BEGIN SUPPLIED ENTRIES

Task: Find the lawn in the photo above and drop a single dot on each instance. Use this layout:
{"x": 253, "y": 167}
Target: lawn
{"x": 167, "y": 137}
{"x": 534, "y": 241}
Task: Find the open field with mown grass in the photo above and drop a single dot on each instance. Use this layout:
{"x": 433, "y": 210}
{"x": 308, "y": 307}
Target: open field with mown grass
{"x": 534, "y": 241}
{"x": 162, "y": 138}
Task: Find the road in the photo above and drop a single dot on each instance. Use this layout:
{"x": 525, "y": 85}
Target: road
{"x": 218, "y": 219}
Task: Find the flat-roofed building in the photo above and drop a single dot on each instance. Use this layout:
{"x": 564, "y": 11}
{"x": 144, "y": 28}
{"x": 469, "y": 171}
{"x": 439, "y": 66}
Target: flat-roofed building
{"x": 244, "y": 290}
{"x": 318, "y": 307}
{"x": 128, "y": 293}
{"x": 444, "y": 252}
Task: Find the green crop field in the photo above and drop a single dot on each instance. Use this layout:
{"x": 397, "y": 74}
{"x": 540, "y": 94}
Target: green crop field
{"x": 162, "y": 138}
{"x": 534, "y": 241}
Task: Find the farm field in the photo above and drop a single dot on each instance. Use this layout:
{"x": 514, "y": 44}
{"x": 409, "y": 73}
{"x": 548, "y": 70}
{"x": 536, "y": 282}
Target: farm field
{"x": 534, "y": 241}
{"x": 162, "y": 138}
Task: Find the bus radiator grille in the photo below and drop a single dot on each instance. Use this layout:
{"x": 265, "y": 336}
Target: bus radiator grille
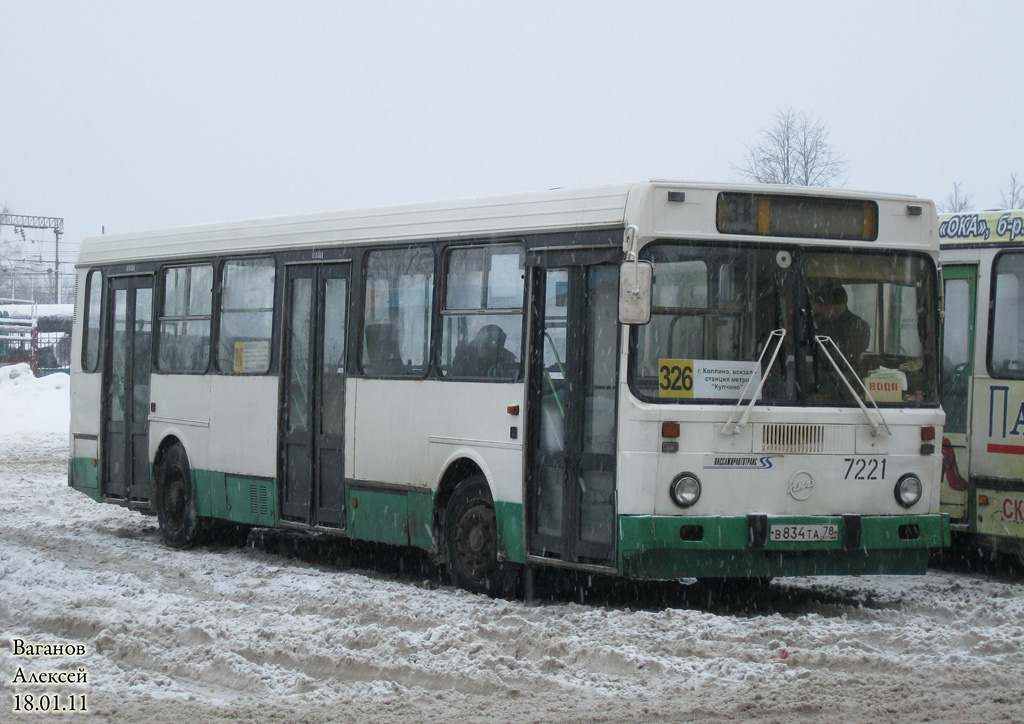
{"x": 796, "y": 438}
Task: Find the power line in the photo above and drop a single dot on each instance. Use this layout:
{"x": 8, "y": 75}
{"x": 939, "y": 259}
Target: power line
{"x": 22, "y": 222}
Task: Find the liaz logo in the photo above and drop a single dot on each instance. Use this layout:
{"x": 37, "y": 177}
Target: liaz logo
{"x": 748, "y": 462}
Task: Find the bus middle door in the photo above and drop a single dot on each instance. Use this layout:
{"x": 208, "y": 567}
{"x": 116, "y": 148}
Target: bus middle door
{"x": 312, "y": 406}
{"x": 570, "y": 479}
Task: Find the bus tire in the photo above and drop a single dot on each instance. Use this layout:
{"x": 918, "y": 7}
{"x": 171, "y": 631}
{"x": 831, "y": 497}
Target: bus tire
{"x": 176, "y": 514}
{"x": 471, "y": 542}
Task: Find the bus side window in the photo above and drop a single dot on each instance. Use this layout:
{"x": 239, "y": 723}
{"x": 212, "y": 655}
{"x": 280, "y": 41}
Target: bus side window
{"x": 246, "y": 315}
{"x": 1007, "y": 353}
{"x": 396, "y": 311}
{"x": 481, "y": 336}
{"x": 184, "y": 318}
{"x": 90, "y": 338}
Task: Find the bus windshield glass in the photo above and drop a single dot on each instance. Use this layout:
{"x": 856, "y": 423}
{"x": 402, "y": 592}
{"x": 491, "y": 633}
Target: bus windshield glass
{"x": 715, "y": 307}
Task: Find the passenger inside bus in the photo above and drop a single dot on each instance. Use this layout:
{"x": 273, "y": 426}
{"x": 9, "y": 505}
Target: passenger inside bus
{"x": 485, "y": 355}
{"x": 834, "y": 318}
{"x": 382, "y": 353}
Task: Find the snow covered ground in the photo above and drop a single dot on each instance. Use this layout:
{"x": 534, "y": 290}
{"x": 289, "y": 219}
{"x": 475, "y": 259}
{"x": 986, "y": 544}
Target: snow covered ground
{"x": 247, "y": 634}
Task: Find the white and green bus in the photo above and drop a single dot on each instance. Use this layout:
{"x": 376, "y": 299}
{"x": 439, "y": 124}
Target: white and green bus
{"x": 983, "y": 378}
{"x": 653, "y": 380}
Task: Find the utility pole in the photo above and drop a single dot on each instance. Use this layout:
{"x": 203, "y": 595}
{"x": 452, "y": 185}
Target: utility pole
{"x": 56, "y": 223}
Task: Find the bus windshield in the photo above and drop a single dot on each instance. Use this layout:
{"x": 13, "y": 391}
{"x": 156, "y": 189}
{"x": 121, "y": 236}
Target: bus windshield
{"x": 715, "y": 308}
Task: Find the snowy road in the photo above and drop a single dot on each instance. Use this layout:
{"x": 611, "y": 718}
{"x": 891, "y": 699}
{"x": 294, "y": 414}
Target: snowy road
{"x": 221, "y": 634}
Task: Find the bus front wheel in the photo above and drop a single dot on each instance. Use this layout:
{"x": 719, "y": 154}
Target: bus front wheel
{"x": 179, "y": 522}
{"x": 471, "y": 541}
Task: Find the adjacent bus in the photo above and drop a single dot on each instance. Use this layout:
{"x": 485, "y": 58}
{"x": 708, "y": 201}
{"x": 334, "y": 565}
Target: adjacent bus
{"x": 983, "y": 377}
{"x": 653, "y": 380}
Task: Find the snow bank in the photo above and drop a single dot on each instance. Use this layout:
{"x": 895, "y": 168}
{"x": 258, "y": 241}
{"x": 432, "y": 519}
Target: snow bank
{"x": 32, "y": 406}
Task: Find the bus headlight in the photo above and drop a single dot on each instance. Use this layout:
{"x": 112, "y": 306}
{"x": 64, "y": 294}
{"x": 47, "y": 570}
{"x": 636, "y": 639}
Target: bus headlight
{"x": 685, "y": 490}
{"x": 908, "y": 491}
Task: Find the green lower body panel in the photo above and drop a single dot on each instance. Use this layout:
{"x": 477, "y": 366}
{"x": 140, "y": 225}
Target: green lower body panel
{"x": 664, "y": 547}
{"x": 236, "y": 498}
{"x": 83, "y": 475}
{"x": 510, "y": 538}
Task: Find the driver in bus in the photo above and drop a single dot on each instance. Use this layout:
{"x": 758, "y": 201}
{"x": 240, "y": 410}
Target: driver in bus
{"x": 834, "y": 318}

END SUPPLIED ENTRIES

Without including any picture, print all of the entries above exactly.

**EXERCISE RESPONSE:**
Task: Find the lawn in the photo above and drop a single dot on each instance. Use this layout:
{"x": 253, "y": 167}
Target: lawn
{"x": 167, "y": 137}
{"x": 534, "y": 241}
Task: Find the open field with mown grass in the photo above and drop a single dot on each instance. Use this layout:
{"x": 433, "y": 210}
{"x": 308, "y": 307}
Target: open field with mown grass
{"x": 534, "y": 241}
{"x": 162, "y": 138}
Task: Find the road in the photo above and drop a single dot on each instance. Use this layout:
{"x": 525, "y": 85}
Target: road
{"x": 218, "y": 219}
Task: Find the flat-roofed building in the photo above and drop a single dot on each instance. Use this layout:
{"x": 564, "y": 11}
{"x": 144, "y": 28}
{"x": 469, "y": 171}
{"x": 439, "y": 66}
Target: flat-roofed building
{"x": 244, "y": 290}
{"x": 318, "y": 307}
{"x": 128, "y": 293}
{"x": 444, "y": 252}
Task: Find the green crop field in the photo above and drop a single dot on each instance. Use this layout:
{"x": 397, "y": 74}
{"x": 540, "y": 94}
Target: green crop field
{"x": 162, "y": 138}
{"x": 534, "y": 241}
Task: Find the farm field in the photo above and drop a single dot on each instance. Use this layout:
{"x": 514, "y": 44}
{"x": 409, "y": 73}
{"x": 548, "y": 70}
{"x": 536, "y": 282}
Target: farm field
{"x": 534, "y": 241}
{"x": 162, "y": 138}
Task: Find the bus radiator grille in the photo below and drop a single dot on each instance. Use this layout:
{"x": 265, "y": 336}
Target: bus radiator grille
{"x": 796, "y": 438}
Task: Find the power line in the photo above and drop a single dot on each instance. Use this layout:
{"x": 8, "y": 75}
{"x": 939, "y": 259}
Target: power line
{"x": 22, "y": 222}
Task: Find the liaz logo in the photo above and drop a single dot on each instance. Use this layout:
{"x": 37, "y": 177}
Target: liaz logo
{"x": 748, "y": 462}
Task: Find the bus middle door in the photo above and drop a single dot on each instance. Use this layout:
{"x": 208, "y": 567}
{"x": 116, "y": 148}
Target: bus middle door
{"x": 312, "y": 406}
{"x": 570, "y": 479}
Task: Find the bus tire in the photo above and drop a single dot on each instance. Use this layout:
{"x": 918, "y": 7}
{"x": 171, "y": 631}
{"x": 831, "y": 497}
Target: bus tire
{"x": 176, "y": 514}
{"x": 471, "y": 542}
Task: Find the bus side window in the photo above and drop a single dot on each instance. Use this layout:
{"x": 239, "y": 723}
{"x": 212, "y": 655}
{"x": 280, "y": 41}
Target: bus side window
{"x": 246, "y": 315}
{"x": 1007, "y": 353}
{"x": 396, "y": 311}
{"x": 481, "y": 336}
{"x": 184, "y": 318}
{"x": 90, "y": 338}
Task: Find the bus windshield glass in the photo above and drop a single dot on each instance. Use this layout:
{"x": 856, "y": 423}
{"x": 402, "y": 592}
{"x": 491, "y": 633}
Target: bus windshield glass
{"x": 715, "y": 307}
Task: Find the passenger inside bus in the photo above and drop a single dot on each instance. Use this layout:
{"x": 273, "y": 426}
{"x": 9, "y": 505}
Target: passenger inside bus
{"x": 485, "y": 355}
{"x": 834, "y": 318}
{"x": 382, "y": 353}
Task: Find the snow covered ground in the photo above and drop a single dot on each instance. Use this layout:
{"x": 534, "y": 290}
{"x": 289, "y": 219}
{"x": 475, "y": 259}
{"x": 986, "y": 544}
Target: snow covered ground
{"x": 247, "y": 634}
Task: Find the white and green bus in the photo above and drop a single dot on each instance. Use this layout:
{"x": 376, "y": 299}
{"x": 439, "y": 124}
Target: white and green bus
{"x": 983, "y": 378}
{"x": 653, "y": 380}
Task: Find the utility pole in the photo above and drop a single dot on each instance. Use this layout:
{"x": 203, "y": 595}
{"x": 452, "y": 185}
Target: utility pole
{"x": 56, "y": 223}
Task: Find the bus windshield in the photo above and drop a single dot on each instance. Use this layout:
{"x": 13, "y": 391}
{"x": 156, "y": 189}
{"x": 121, "y": 236}
Target: bus windshield
{"x": 715, "y": 308}
Task: Find the snowy road in the photo above and drop a single dot on each instance. Use this layout:
{"x": 611, "y": 718}
{"x": 891, "y": 699}
{"x": 294, "y": 414}
Target: snowy road
{"x": 221, "y": 634}
Task: Find the bus front wheel in the photo above and drop a single dot on each instance. Use this layout:
{"x": 719, "y": 154}
Target: bus front wheel
{"x": 179, "y": 522}
{"x": 471, "y": 541}
Task: Find the adjacent bus in the photo above and drop a single dot on each instance. Use this layout:
{"x": 485, "y": 58}
{"x": 708, "y": 201}
{"x": 334, "y": 565}
Target: adjacent bus
{"x": 983, "y": 377}
{"x": 653, "y": 380}
Task: Find the snow bank in the photo above and drop a single dot on each instance. Use this layout:
{"x": 895, "y": 168}
{"x": 258, "y": 241}
{"x": 432, "y": 519}
Target: snow bank
{"x": 32, "y": 406}
Task: Find the bus headlight in the photo above and drop a single dot on each instance. Use this layout:
{"x": 112, "y": 306}
{"x": 64, "y": 294}
{"x": 47, "y": 570}
{"x": 636, "y": 639}
Target: bus headlight
{"x": 685, "y": 490}
{"x": 908, "y": 491}
Task: Find the green lower body panel in the photo above and drop a single dot on each instance. Use this layout:
{"x": 477, "y": 366}
{"x": 140, "y": 225}
Target: green lower body panel
{"x": 664, "y": 547}
{"x": 236, "y": 498}
{"x": 83, "y": 475}
{"x": 510, "y": 538}
Task: Find the driver in bus in the photo above and drop a single dot on each instance. Use this layout:
{"x": 758, "y": 201}
{"x": 240, "y": 410}
Target: driver in bus
{"x": 834, "y": 318}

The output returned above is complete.